** start **

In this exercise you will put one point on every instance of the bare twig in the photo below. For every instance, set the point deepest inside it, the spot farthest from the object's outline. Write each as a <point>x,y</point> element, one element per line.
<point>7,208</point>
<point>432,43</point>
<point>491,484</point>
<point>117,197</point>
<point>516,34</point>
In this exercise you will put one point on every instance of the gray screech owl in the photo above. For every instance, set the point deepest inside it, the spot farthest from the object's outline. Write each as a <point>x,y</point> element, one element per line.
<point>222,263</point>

** end **

• Exercise instructions:
Put each line of the entries above into a JSON list of strings, one string per line, and leave out any blank lines.

• Expected answer:
[
  "In this exercise you will put one point on every instance of the bare twig in the photo below. For every instance, set the point deepest inside it, the spot farthest from the object's outline. Write each as a <point>x,y</point> element, one element per line.",
  "<point>7,208</point>",
  "<point>432,43</point>",
  "<point>491,484</point>",
  "<point>117,197</point>",
  "<point>516,34</point>",
  "In this exercise you will put one point on every instance of the gray screech owl in the photo above. For every instance, set the point deepest inside it, the spot farthest from the object's outline. Write each as a <point>x,y</point> element, one element per line.",
  "<point>222,263</point>"
]